-- start RECORDED INFORMATION --
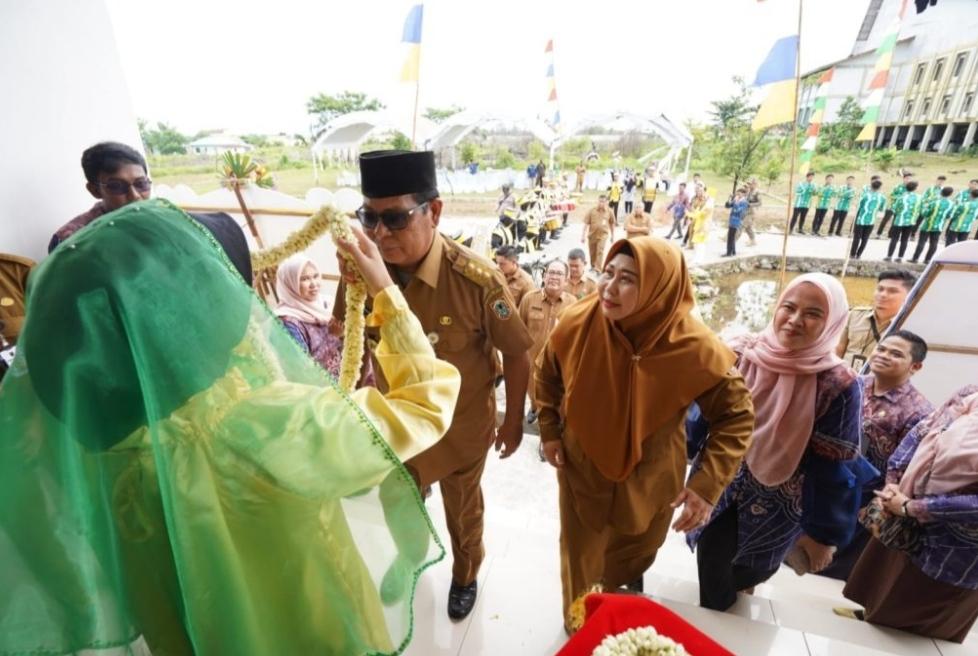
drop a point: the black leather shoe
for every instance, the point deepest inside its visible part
(461, 599)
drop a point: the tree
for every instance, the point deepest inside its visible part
(400, 141)
(439, 114)
(326, 107)
(842, 132)
(735, 109)
(164, 140)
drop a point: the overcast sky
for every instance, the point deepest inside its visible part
(250, 66)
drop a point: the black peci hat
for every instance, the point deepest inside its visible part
(385, 173)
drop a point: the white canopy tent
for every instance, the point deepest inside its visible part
(342, 138)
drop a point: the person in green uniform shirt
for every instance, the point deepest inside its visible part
(905, 213)
(934, 217)
(895, 195)
(825, 194)
(803, 200)
(870, 204)
(962, 219)
(930, 195)
(846, 194)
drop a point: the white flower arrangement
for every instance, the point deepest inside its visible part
(643, 641)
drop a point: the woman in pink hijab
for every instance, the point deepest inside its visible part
(304, 314)
(920, 571)
(794, 490)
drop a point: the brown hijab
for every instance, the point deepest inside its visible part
(624, 380)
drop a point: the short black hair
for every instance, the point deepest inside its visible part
(900, 275)
(918, 347)
(509, 252)
(108, 157)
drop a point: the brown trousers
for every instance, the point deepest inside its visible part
(461, 493)
(595, 245)
(608, 557)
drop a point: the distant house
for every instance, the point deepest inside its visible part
(215, 144)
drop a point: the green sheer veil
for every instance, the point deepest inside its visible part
(176, 474)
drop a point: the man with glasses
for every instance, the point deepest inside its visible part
(116, 175)
(540, 309)
(468, 313)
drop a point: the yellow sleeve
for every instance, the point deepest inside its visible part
(420, 402)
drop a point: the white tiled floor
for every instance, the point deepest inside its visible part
(518, 609)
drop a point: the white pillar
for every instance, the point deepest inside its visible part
(946, 139)
(78, 61)
(969, 136)
(923, 142)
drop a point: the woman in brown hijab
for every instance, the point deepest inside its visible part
(613, 385)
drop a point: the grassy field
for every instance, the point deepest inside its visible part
(293, 175)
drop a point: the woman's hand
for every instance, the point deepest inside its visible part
(892, 499)
(553, 451)
(696, 511)
(819, 555)
(368, 260)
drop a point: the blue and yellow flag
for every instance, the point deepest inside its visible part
(412, 37)
(777, 73)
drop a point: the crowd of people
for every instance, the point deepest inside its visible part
(216, 449)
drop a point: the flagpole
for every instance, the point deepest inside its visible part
(794, 152)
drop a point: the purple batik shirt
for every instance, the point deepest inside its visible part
(949, 551)
(887, 418)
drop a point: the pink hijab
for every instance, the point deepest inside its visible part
(783, 384)
(946, 459)
(290, 303)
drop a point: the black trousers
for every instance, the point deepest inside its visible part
(887, 215)
(731, 240)
(930, 237)
(860, 237)
(799, 214)
(838, 220)
(954, 237)
(720, 578)
(902, 235)
(818, 220)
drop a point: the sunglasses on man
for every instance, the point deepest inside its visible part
(393, 220)
(121, 187)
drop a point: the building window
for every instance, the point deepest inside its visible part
(869, 20)
(919, 75)
(959, 64)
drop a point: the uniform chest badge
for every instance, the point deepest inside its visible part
(501, 309)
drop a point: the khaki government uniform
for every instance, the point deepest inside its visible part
(540, 314)
(466, 310)
(13, 283)
(581, 288)
(611, 531)
(599, 225)
(519, 284)
(861, 336)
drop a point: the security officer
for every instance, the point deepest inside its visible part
(468, 313)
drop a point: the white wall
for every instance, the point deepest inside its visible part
(62, 90)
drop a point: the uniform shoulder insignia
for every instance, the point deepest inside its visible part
(478, 270)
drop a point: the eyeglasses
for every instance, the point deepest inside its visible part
(392, 219)
(121, 187)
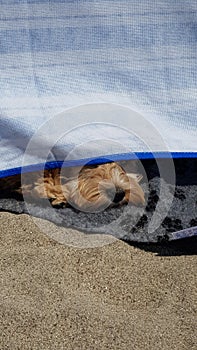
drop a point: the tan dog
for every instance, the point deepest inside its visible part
(95, 187)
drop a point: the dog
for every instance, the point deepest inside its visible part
(96, 187)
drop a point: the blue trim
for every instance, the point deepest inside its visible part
(98, 160)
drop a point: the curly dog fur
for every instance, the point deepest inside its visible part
(94, 187)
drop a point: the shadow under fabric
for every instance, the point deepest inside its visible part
(56, 56)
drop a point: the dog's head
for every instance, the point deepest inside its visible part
(105, 185)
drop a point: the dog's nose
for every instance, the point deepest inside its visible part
(119, 195)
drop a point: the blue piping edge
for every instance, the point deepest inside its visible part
(98, 160)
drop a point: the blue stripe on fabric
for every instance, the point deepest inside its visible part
(96, 37)
(98, 160)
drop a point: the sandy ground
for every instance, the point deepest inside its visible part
(111, 296)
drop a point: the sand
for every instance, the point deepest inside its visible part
(110, 296)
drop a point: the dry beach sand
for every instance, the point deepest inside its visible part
(108, 296)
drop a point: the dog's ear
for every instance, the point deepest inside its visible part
(136, 177)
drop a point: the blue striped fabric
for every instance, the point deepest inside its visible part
(56, 55)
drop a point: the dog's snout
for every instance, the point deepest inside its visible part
(119, 195)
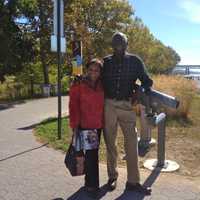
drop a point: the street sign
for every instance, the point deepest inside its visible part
(55, 27)
(77, 68)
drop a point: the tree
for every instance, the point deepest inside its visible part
(14, 42)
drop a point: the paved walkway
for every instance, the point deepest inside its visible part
(30, 171)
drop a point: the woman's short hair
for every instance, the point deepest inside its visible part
(96, 62)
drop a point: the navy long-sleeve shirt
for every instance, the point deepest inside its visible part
(120, 75)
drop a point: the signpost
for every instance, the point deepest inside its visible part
(77, 68)
(58, 45)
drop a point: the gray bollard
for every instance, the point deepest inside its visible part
(145, 140)
(160, 163)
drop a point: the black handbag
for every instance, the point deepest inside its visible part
(75, 161)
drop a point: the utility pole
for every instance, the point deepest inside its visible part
(58, 45)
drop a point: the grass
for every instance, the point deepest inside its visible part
(46, 132)
(182, 140)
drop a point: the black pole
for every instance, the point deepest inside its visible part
(59, 69)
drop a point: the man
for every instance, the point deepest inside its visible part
(120, 72)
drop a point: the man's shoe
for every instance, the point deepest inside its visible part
(92, 192)
(112, 184)
(138, 188)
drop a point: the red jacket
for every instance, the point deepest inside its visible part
(86, 106)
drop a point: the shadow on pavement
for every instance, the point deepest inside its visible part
(127, 195)
(32, 126)
(28, 127)
(81, 194)
(23, 152)
(4, 106)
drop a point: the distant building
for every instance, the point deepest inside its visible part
(186, 70)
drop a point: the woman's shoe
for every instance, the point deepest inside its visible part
(92, 191)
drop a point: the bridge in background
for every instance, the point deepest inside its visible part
(188, 71)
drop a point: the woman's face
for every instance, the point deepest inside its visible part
(94, 72)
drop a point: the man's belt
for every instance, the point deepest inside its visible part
(120, 98)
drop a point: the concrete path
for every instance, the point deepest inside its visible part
(32, 171)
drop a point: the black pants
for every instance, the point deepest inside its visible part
(92, 166)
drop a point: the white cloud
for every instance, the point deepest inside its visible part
(189, 57)
(191, 10)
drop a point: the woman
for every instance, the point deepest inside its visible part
(86, 113)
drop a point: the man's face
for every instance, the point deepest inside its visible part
(119, 45)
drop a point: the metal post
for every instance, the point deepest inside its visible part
(160, 163)
(161, 143)
(59, 68)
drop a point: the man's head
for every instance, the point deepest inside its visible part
(119, 43)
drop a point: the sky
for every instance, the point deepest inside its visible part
(176, 23)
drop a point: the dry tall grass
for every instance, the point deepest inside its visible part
(181, 88)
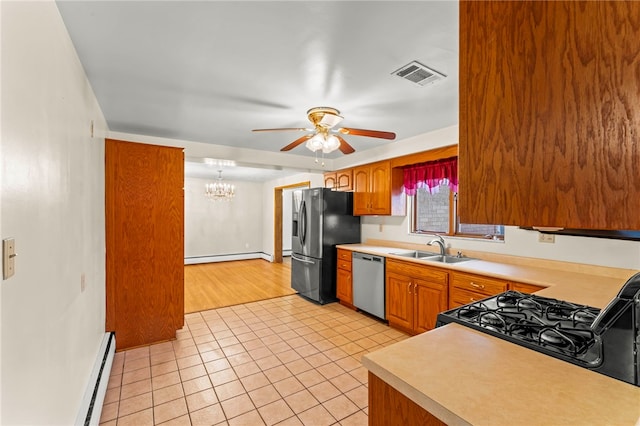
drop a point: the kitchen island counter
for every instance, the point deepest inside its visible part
(464, 377)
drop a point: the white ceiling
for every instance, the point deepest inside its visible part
(210, 71)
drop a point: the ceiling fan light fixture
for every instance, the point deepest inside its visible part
(315, 143)
(330, 144)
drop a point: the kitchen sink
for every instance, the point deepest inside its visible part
(416, 254)
(447, 259)
(432, 257)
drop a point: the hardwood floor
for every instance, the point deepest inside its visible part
(215, 285)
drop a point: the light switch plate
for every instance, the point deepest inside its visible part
(8, 258)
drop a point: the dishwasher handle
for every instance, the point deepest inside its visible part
(367, 257)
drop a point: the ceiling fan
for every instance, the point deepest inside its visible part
(324, 137)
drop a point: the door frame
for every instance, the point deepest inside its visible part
(277, 217)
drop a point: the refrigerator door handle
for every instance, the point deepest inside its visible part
(301, 260)
(303, 223)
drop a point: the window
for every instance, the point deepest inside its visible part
(433, 189)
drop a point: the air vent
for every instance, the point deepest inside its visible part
(420, 74)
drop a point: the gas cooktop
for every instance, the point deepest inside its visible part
(602, 340)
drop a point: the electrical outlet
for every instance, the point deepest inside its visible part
(8, 258)
(546, 238)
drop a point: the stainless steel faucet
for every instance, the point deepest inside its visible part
(440, 241)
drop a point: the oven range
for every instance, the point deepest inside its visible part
(606, 341)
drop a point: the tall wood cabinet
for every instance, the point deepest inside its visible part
(550, 113)
(415, 294)
(144, 204)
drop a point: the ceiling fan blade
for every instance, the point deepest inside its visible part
(365, 132)
(344, 146)
(296, 143)
(301, 129)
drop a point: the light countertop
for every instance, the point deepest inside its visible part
(463, 376)
(592, 289)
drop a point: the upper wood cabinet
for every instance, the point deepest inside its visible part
(344, 180)
(378, 190)
(340, 180)
(550, 113)
(330, 180)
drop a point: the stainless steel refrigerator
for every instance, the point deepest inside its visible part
(322, 218)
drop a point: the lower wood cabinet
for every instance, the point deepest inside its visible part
(415, 294)
(387, 406)
(467, 288)
(344, 282)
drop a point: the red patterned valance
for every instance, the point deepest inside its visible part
(430, 175)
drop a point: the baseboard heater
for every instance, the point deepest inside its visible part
(193, 260)
(91, 407)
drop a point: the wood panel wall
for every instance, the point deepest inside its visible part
(550, 113)
(144, 241)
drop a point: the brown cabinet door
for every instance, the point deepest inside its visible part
(344, 180)
(144, 204)
(344, 287)
(330, 180)
(361, 195)
(430, 299)
(549, 118)
(380, 188)
(399, 300)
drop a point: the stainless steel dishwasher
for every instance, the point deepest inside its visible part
(368, 283)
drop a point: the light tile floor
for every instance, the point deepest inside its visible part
(280, 361)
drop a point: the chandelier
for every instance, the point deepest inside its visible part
(219, 191)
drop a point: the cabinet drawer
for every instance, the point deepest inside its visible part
(344, 255)
(414, 270)
(478, 284)
(525, 288)
(459, 297)
(345, 266)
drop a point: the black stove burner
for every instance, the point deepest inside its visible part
(553, 337)
(604, 341)
(558, 326)
(583, 316)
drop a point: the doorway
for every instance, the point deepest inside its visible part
(277, 217)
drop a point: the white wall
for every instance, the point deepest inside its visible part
(221, 227)
(287, 217)
(518, 242)
(52, 202)
(316, 179)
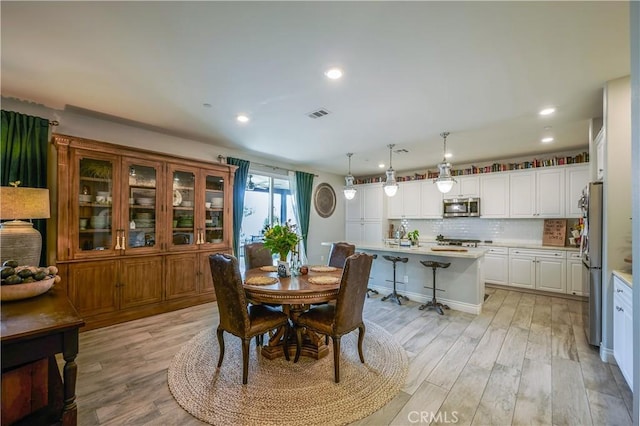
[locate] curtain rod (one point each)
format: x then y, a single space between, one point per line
221 157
-- end RECORDED INFORMATION --
Echo the entries above, starting with the line containing "drop a point: the chandelier" and continuing through the end of the entries, both ends included. Leave out the pictures.

drop a point: the chandelier
for every instance, the point deepest inside its visible part
(219, 191)
drop a point: the cabinet drawer
for every instance, the point deepest inside its visible part
(344, 255)
(414, 270)
(478, 284)
(525, 288)
(459, 297)
(345, 266)
drop a point: the black stove burner
for every instance, the point deepest inside its visible part
(553, 337)
(604, 341)
(558, 326)
(583, 316)
drop a point: the doorway
for every instance, the point deepest inside its visible part
(277, 217)
drop a point: the white wall
for every instance, the point deepest inside its visible part
(221, 227)
(287, 217)
(518, 242)
(52, 202)
(316, 179)
[locate] curtain rod (one point each)
format: x then y, a single space between, one point per line
221 157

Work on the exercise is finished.